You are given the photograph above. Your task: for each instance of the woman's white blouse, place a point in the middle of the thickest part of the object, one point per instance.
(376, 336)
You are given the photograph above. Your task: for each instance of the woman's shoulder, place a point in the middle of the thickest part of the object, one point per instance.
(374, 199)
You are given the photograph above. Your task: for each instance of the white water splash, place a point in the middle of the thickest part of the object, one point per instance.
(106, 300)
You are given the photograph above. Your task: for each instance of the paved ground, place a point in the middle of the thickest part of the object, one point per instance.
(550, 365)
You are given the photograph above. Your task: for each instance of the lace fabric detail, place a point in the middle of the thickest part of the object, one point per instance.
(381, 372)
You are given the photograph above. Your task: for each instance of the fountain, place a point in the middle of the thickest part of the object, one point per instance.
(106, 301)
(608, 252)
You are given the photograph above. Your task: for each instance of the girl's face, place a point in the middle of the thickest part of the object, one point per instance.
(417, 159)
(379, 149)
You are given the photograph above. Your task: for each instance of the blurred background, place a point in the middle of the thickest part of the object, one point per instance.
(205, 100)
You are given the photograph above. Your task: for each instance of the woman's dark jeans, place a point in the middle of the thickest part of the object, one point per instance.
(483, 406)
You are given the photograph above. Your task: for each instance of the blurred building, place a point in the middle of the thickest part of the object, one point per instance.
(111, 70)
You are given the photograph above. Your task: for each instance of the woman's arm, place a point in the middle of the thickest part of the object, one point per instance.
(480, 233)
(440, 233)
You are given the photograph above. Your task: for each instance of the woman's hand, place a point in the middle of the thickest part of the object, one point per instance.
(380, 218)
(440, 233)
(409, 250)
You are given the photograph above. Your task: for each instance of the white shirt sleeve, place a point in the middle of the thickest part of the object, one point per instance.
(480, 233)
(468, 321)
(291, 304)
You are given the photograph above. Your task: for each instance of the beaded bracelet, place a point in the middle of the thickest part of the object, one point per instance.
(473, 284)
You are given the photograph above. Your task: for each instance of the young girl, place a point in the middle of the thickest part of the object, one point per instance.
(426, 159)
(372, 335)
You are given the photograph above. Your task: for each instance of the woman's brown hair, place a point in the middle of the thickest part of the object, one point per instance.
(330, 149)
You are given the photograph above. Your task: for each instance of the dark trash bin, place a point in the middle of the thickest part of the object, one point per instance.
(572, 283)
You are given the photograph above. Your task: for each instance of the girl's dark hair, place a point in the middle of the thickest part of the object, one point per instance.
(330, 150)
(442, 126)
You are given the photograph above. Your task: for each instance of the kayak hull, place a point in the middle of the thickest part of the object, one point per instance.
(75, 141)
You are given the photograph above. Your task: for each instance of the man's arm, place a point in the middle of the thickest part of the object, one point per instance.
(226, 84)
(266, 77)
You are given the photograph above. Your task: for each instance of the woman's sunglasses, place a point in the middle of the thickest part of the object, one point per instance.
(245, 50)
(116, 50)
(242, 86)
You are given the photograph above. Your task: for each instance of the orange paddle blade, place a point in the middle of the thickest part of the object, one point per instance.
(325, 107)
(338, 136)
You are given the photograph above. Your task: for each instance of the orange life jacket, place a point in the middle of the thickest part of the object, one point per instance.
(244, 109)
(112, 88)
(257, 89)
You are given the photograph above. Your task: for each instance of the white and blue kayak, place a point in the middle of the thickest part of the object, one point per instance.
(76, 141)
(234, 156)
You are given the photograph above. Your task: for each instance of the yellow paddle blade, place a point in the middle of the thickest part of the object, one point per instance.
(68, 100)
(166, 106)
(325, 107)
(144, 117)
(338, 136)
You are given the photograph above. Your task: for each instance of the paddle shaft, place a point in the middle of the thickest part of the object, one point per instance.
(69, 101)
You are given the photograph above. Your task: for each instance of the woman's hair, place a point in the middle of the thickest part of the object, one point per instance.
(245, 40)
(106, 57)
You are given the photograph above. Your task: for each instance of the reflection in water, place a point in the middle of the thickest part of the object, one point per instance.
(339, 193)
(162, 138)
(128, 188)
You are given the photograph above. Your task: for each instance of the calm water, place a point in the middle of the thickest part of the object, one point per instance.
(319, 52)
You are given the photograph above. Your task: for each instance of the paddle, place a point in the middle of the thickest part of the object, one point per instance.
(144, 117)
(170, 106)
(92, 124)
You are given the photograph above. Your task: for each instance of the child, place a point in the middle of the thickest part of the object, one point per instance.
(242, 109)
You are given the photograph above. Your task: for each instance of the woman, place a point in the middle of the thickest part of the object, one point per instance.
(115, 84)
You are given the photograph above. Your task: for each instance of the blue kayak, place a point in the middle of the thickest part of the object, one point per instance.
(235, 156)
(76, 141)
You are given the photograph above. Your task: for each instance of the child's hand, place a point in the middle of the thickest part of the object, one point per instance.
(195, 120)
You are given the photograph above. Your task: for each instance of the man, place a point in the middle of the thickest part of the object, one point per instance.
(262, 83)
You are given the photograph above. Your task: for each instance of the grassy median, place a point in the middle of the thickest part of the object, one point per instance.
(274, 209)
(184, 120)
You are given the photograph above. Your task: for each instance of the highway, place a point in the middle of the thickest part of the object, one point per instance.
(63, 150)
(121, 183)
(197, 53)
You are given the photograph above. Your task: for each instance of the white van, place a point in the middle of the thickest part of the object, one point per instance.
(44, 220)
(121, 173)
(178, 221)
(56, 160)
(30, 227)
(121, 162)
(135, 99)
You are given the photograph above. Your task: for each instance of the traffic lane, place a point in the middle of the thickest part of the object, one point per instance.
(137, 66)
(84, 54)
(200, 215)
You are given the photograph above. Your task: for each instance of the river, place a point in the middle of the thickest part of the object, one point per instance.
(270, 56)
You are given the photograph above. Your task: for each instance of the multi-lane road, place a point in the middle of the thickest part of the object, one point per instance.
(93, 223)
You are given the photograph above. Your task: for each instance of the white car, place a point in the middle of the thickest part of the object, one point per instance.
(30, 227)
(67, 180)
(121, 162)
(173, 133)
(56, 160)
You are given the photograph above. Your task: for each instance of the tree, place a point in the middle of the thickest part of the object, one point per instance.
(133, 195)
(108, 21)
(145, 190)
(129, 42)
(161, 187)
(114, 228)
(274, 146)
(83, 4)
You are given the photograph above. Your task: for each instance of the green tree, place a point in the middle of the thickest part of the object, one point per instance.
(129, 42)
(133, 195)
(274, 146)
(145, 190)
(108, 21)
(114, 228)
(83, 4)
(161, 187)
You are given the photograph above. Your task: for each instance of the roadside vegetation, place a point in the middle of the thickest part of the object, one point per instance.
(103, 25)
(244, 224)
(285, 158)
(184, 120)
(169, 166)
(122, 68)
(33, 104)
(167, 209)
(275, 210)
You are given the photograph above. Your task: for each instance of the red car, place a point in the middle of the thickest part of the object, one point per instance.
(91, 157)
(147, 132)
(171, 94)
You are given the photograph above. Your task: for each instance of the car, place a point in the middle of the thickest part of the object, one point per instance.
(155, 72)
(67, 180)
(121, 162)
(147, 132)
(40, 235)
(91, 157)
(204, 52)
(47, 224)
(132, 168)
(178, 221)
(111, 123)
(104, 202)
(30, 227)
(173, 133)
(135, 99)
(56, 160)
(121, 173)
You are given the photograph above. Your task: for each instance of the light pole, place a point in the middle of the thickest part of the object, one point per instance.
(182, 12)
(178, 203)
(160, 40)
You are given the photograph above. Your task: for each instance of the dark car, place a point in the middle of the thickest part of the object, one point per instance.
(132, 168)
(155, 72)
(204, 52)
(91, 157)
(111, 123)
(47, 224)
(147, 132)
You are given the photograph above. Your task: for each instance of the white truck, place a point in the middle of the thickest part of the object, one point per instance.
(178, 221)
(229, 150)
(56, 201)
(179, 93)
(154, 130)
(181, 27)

> [Goal]: Can you restate every record above word for word?

> [Task answer]:
You are given the photograph above. Your task: for each instance of the woman's white blouse, place a point in the middle of the thickest part of the object, one point per instance.
(376, 336)
You are given the photograph above. Your task: for each instance of the woman's shoulder, place a point in the middle of the thickest part of the object, one point per instance.
(374, 199)
You are given the photograph above. Your task: for each instance of the white water splash, place a point in the middle of the thickest part of the object, one point per instance.
(106, 300)
You are given the photograph above. Your task: for each instance of the paved ground, place a point in the middle of the thickest part of the object, one point per instance.
(550, 365)
You are given the photograph above. Your task: for each instance of the lace fabric detail, place a point in the middle of the thickest part of the object, one point per instance.
(381, 372)
You are given the photograph above. Your task: for each instance of the fountain, place a point in the middle of the thickest part of the object, one point per instance.
(106, 301)
(608, 252)
You are given the photograph above. Your task: for each instance of the girl's face, place a point in the middle of the thickest part of the object, one point per instance.
(417, 159)
(379, 149)
You are given the photograph above. Your task: for each instance of the blurred background, place a point in the middle of the thickest part of the object, one point per instance.
(205, 100)
You are given the photograph above. Your task: for each instance of the woman's dark jeans, place a point in the middle of the thickest part of the object, one point per instance.
(483, 406)
You are given the photograph above. Your task: for each instance of the blurred building, place a point in the middle of the thickest part of the object, one point per instance.
(111, 70)
You are given the photograph above. Your task: for each instance of the woman's arm, place a point in the middle of the thickest part of the object, one point per instance.
(480, 233)
(440, 233)
You are given the photograph above. Your task: for each instance of the woman's hand, place a point in the middle of the thickest part of the object, one point per instance.
(380, 218)
(440, 233)
(409, 250)
You are given the photograph above. Your task: for each instance of the white shirt sleeve, place a point in the middle of the thickest part of the object, one point per instance.
(480, 233)
(468, 321)
(291, 304)
You are given the photograph above. Your task: for each instance of the beaded bracelet, place a point in the middle of the thickest part of the object, one point per instance.
(473, 284)
You are given the photograph above. Your task: for each instance of the young girl, place a point in the middle of the thickest part of the object, one point per instance.
(426, 159)
(372, 335)
You are given the photograph above. Your task: for each instance of the woman's brown hair, place a point in the middle of the thickest part of the object, one point per instance.
(330, 149)
You are given the photograph above. Your task: for each instance of the dark trash bin, place a point in the middle of the thickest part of the object, one point per instance.
(572, 283)
You are given the photograph above. Your task: for each instance of the girl's dark hair, place a point in the middle of the thickest part of the object, one point per instance.
(330, 150)
(442, 126)
You are given the photograph above. Your task: for each instance of the kayak hull, place a point in the middle of the thickest part of the object, one point per instance.
(75, 141)
You are given the photograph above. Your task: for each instance of the man's arm, place a point in the middle of the thickest part of the object, one point per instance.
(226, 84)
(266, 77)
You are given the photograph above. Your task: for each instance of the woman's sunglasses, place a point in the middle of the thickest part of the object, one point per instance.
(245, 50)
(116, 50)
(242, 86)
You are given the photograph above. Your task: for each instance of the orange paddle blade, place a point in the middle of the thickest part of the object, one point per instance.
(325, 107)
(338, 136)
You are given the photograph above. Your task: for each instance of the orange life jacket, place a point in the middle of the thickest part of the object, one point per instance.
(244, 109)
(112, 88)
(257, 89)
You are given the photograph above. Your task: for each instance of the white and blue kayak, place a point in the middle of the thickest part of the object, one point per instance.
(76, 141)
(234, 156)
You are given the photograph above. Your task: for each instance of the yellow paddle blade, place a point in the middle of the thickest part of the object, one point per instance.
(68, 100)
(166, 106)
(325, 107)
(144, 117)
(338, 136)
You are given the photograph above. Your task: for each instance of the paddle shaft, place a point in the middle of the thickest part of the object, one point per instance.
(69, 101)
You are given the photograph above. Your task: for each instance of the woman's hair, place a point in the middle of the thickest part of the object, one point per instance.
(245, 40)
(106, 57)
You are given the photograph above. Your task: for each instance of the reflection in water, place a point in the middle of the thickest part of the object, one point per instance.
(339, 193)
(162, 138)
(128, 188)
You are given the photograph above. Your task: for each instance of the calm water, place a point in the middle of the thickest part of the object, one point per instance.
(319, 52)
You are given the photograph above. Your task: for each instance of the paddle, place a point in the middle of the thickest part of the object, one point per instance.
(144, 117)
(170, 106)
(92, 124)
You are given the photograph above. Your task: for each instance of the child, place a point in the middle of the thickest part of the object, one point per instance.
(242, 109)
You are given the photograph above. Your task: for each instance of the woman, place a point in the middle of the thickest part of the object, one point per instance.
(115, 84)
You are given the photograph above. Your task: for each instance of the blue kayak, place a point in the middle of the thickest part of the object, one point per instance.
(235, 156)
(76, 141)
You are given the photograph above. Your task: for each instance of the child's hand, place a point in the middle of the thickest part of the object, one point per instance.
(195, 120)
You are given the photograph above. Your task: for each instance of the man, place a point in the middle of the thickest part of the object, one point per instance.
(262, 83)
You are given the photograph above. Your task: for each instance of the grassy median, place a point in the middle of the thickest part of the object, one point per instance.
(274, 209)
(184, 120)
You are given the photograph above. Your task: for each instance of the highway, place a point in the middle of the thickest part of the object, one point per instance.
(63, 150)
(121, 183)
(197, 53)
You are given the photograph above. Your task: for each instance of the white van, place a point in the middle of the thickest part of the object, one point per instance.
(44, 220)
(121, 173)
(178, 221)
(56, 160)
(30, 227)
(121, 162)
(135, 99)
You are given the photograph above. Your task: for each instance of the traffic lane, place a point in the middle of the thickest part of the object, one point per instance.
(137, 66)
(84, 54)
(200, 215)
You are given the photograph above. Your task: for each instance of the river, place a point in the middle of the thickest part of the object, one point per instance.
(270, 56)
You are given the photograph above. Your task: for each instance of the multi-lane road, place a point in the middle of the thickest part of the object, one point per instance.
(93, 223)
You are given the photograph above. Your task: for each instance of the white car, place a point in the middle of the thickest part of the object, one point per instance.
(30, 227)
(67, 180)
(121, 162)
(173, 133)
(56, 160)
You are given the photograph above. Your task: for each instance of the tree, place a point in the middle of the thickest part of the object, one point per instance.
(133, 195)
(108, 21)
(145, 190)
(129, 42)
(161, 187)
(114, 228)
(274, 146)
(83, 4)
You are given the photograph above. Your task: for each instance of the green tree, place a point in the middle of the thickest part of the object, one point per instance.
(129, 42)
(133, 195)
(274, 146)
(145, 190)
(108, 21)
(114, 228)
(83, 4)
(161, 187)
You are given the photograph above. Your task: for each instance of the roadside vegetation, place a point in the middle of the thickest part of the object, one point per instance.
(103, 25)
(244, 224)
(285, 158)
(184, 120)
(169, 166)
(122, 68)
(33, 104)
(167, 209)
(275, 210)
You are given the photograph above. Your task: for each instance of the red car, place a point in the middle of the thickest part of the object, one point per instance.
(91, 157)
(147, 132)
(171, 94)
You are given the photograph above. Your task: for each instance of the car, place a point in the middle of the thickest part of the object, one point per instance.
(155, 72)
(67, 180)
(121, 162)
(147, 132)
(40, 235)
(91, 157)
(204, 52)
(47, 224)
(132, 168)
(178, 221)
(111, 123)
(104, 202)
(30, 227)
(173, 133)
(135, 99)
(56, 160)
(121, 173)
You are given the photograph above. Your task: for each instance of the light pole, place a point in the middle of the thickest part of the object, one point per instance.
(182, 12)
(178, 203)
(160, 40)
You are given the photograph above. Your task: for each instance of the dark car, place a point in the middle of the thickest part of the object, one point per instance.
(132, 168)
(155, 72)
(204, 52)
(91, 157)
(111, 123)
(47, 224)
(147, 132)
You are given the photograph above. Your task: for each instance of the white truck, place a point in the middle of the thickest part of the object, one point per instance.
(178, 221)
(229, 150)
(56, 201)
(179, 93)
(154, 130)
(181, 27)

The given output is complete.